Rita decided on a career path. One that was going to be difficult because it was typically a man’s world. She didn’t buy that. If she studied hard, worked harder, she knew that she could do it. She could compete with men. She could certainly work with men. She was up for that challenge. Not only would this career path be fulfilling for her as a professional, but it would provide her with financial security. Financial security was important to Rita. She had never had much of that growing up.

Rita went to college, then to graduate school. She succeeded in obtaining the credentials she needed to pursue her desired career. She went after a job. She was highly sought after because she was a woman. It was now the early 1980s and companies were seeking diversity in their workforce.

Rita worked very hard, accomplishing as much as two men. Companies still discriminated back then. She was never paid as much as men doing comparable jobs. She stil worked hard. She was able to have a home, cars, clothes, travel, and all the things she thought she wanted. Best of all, she was able to buy them with money she had earned. She didn’t have to depend on any one else.

She didn’t regret her decision regarding not having children. She’d never been taught domestic skills growing up. Never been encouraged to be a mother. She wouldn’t have known how. Outside of her work, she developed many other interests and a plethora of friends. She had a lot of skills, both in her vocation and as avocations.

■ Study material:

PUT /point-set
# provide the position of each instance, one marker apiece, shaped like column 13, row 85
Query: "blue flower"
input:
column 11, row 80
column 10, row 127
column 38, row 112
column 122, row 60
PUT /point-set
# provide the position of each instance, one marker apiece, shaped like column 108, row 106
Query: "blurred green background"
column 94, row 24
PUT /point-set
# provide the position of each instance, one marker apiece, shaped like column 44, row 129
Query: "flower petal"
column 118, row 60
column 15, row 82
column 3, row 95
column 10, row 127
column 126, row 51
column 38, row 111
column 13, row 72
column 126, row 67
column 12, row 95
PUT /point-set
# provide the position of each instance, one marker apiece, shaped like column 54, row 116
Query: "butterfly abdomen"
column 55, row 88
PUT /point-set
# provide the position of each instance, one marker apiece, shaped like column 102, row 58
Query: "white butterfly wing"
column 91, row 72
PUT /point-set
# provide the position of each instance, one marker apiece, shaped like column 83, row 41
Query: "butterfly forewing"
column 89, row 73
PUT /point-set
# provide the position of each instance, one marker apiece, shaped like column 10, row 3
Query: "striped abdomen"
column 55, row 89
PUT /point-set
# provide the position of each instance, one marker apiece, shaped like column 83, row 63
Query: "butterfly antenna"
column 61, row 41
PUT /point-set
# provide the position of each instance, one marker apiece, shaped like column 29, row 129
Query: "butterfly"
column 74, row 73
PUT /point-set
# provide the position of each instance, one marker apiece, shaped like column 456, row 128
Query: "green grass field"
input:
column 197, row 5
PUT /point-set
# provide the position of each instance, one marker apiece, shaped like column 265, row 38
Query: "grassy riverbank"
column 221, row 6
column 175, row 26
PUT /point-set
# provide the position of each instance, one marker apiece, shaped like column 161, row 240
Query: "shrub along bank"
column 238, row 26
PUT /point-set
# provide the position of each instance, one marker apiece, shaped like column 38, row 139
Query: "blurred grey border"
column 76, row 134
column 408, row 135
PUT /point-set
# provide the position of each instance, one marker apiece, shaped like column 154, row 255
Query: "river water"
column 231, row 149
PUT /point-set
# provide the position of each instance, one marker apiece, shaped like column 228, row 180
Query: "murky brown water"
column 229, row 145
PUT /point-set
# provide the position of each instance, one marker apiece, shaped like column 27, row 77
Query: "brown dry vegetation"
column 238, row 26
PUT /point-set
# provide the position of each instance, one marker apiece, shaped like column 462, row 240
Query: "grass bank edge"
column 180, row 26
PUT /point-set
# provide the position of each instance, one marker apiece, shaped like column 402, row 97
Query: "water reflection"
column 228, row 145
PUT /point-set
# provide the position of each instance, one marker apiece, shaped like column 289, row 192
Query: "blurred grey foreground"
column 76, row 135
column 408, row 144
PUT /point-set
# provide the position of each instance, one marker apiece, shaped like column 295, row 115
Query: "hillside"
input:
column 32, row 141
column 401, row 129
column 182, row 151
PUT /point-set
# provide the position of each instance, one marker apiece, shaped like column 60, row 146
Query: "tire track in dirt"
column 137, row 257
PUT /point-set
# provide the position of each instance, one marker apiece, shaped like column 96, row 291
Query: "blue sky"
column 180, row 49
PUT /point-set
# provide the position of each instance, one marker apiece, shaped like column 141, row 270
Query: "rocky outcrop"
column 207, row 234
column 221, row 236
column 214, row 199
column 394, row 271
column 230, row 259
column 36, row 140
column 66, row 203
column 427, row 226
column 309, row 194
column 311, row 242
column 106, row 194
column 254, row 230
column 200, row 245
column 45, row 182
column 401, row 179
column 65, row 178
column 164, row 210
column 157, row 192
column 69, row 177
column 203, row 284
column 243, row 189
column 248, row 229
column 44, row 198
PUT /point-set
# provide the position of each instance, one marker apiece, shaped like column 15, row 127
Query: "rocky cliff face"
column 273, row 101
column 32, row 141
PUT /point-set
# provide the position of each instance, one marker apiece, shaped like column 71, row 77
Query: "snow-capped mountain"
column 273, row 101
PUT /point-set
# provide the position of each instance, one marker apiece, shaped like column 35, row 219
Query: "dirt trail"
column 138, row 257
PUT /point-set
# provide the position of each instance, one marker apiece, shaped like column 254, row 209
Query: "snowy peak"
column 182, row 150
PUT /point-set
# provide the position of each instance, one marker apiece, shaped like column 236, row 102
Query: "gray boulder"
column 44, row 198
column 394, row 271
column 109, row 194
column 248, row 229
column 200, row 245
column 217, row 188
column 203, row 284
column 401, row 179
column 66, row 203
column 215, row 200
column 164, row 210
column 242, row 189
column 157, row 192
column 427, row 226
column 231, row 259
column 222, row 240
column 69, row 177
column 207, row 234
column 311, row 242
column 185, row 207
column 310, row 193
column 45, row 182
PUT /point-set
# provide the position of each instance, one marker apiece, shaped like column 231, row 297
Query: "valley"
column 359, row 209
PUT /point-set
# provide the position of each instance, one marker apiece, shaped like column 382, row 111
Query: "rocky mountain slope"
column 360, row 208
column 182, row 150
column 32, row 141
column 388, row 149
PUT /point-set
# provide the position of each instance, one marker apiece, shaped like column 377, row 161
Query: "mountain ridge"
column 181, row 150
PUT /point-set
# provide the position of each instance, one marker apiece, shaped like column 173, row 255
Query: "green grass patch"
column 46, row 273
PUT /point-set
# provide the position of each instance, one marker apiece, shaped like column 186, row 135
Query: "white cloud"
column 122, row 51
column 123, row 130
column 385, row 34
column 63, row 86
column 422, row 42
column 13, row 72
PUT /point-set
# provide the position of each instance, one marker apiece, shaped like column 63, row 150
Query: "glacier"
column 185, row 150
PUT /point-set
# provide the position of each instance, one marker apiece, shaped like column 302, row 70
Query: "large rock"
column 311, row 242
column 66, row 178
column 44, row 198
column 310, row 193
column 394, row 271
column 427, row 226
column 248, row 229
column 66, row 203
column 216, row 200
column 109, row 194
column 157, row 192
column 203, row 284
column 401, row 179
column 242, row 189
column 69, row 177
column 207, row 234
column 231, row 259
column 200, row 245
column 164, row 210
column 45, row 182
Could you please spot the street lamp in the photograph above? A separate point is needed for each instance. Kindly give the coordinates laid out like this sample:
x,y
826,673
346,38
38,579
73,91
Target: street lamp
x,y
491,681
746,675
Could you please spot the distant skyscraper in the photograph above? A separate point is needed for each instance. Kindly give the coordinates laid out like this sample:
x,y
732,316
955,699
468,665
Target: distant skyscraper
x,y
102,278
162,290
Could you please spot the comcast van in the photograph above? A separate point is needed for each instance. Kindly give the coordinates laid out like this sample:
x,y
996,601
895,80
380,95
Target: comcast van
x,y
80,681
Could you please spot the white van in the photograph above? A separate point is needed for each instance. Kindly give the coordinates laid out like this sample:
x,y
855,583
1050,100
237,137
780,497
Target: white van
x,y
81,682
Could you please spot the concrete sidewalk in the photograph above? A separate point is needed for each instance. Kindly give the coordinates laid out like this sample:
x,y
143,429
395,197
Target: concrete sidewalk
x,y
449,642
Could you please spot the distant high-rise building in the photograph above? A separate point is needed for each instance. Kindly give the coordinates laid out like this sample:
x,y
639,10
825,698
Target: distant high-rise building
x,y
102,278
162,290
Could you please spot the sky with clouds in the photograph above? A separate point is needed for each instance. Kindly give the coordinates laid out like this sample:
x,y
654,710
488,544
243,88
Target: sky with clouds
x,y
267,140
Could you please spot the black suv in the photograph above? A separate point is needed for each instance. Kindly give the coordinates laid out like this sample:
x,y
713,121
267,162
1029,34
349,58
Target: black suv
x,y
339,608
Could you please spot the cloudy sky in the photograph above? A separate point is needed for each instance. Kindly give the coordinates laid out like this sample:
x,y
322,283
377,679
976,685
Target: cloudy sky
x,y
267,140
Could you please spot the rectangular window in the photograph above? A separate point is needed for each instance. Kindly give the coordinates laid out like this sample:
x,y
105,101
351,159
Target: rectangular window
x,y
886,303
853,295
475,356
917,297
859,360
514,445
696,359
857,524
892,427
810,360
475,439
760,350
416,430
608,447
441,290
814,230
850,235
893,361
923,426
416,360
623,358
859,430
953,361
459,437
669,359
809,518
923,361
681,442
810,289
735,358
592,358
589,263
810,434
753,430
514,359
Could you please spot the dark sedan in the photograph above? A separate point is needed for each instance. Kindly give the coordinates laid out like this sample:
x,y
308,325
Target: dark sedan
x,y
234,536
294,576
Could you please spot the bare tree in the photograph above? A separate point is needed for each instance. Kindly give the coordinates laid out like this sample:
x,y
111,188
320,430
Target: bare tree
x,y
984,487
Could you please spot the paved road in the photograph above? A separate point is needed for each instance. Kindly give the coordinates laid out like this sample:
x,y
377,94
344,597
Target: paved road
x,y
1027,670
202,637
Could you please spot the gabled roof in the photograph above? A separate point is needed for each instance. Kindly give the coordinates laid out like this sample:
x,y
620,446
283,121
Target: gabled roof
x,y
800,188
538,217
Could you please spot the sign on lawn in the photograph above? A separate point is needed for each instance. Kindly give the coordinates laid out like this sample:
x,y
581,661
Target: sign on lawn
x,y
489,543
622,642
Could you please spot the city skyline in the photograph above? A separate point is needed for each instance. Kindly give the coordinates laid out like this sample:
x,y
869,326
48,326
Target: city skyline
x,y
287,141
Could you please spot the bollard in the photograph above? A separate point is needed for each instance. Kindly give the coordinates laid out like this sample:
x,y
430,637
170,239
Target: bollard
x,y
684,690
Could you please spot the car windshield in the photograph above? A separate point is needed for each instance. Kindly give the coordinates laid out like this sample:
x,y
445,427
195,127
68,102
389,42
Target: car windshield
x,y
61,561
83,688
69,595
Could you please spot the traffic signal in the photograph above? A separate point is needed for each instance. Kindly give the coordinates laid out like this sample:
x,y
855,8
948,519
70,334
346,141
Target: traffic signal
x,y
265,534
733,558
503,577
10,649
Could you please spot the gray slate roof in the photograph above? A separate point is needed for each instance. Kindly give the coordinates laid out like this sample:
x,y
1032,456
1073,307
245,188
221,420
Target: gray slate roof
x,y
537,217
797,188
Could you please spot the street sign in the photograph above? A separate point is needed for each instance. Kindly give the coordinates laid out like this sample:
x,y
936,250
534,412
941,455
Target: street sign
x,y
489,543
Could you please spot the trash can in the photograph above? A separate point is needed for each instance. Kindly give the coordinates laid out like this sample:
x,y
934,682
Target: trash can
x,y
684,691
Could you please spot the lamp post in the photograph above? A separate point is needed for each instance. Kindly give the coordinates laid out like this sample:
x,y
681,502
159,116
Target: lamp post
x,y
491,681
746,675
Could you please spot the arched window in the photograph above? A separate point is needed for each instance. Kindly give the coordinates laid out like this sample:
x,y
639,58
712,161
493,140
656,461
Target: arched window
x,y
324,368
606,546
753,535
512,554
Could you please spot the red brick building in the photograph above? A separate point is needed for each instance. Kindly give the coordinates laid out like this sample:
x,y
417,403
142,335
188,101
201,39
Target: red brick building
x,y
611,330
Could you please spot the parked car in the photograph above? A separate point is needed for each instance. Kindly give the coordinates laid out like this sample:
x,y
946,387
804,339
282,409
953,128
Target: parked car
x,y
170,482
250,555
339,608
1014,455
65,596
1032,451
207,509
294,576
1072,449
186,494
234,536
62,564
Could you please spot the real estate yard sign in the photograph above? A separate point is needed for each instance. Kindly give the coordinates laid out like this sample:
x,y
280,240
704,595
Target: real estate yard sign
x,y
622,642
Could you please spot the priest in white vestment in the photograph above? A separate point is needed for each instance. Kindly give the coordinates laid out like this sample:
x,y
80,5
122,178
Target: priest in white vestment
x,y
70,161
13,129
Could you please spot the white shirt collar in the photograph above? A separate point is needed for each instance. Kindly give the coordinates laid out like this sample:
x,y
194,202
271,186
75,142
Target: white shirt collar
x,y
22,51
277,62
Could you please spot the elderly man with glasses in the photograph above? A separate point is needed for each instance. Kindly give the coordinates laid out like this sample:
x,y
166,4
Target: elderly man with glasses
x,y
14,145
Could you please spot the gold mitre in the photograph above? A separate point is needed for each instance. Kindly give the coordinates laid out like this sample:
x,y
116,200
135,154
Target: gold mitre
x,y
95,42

■ What is required:
Please answer these questions about the passage on Rita's career, using only what it states:
1. In what period did Rita go after a job?
2. How did her pay compare with that of men doing comparable jobs?
3. What skills had she never been taught growing up?

■ Answer to this exercise:
1. The early 1980s.
2. She was never paid as much as they were.
3. Domestic skills.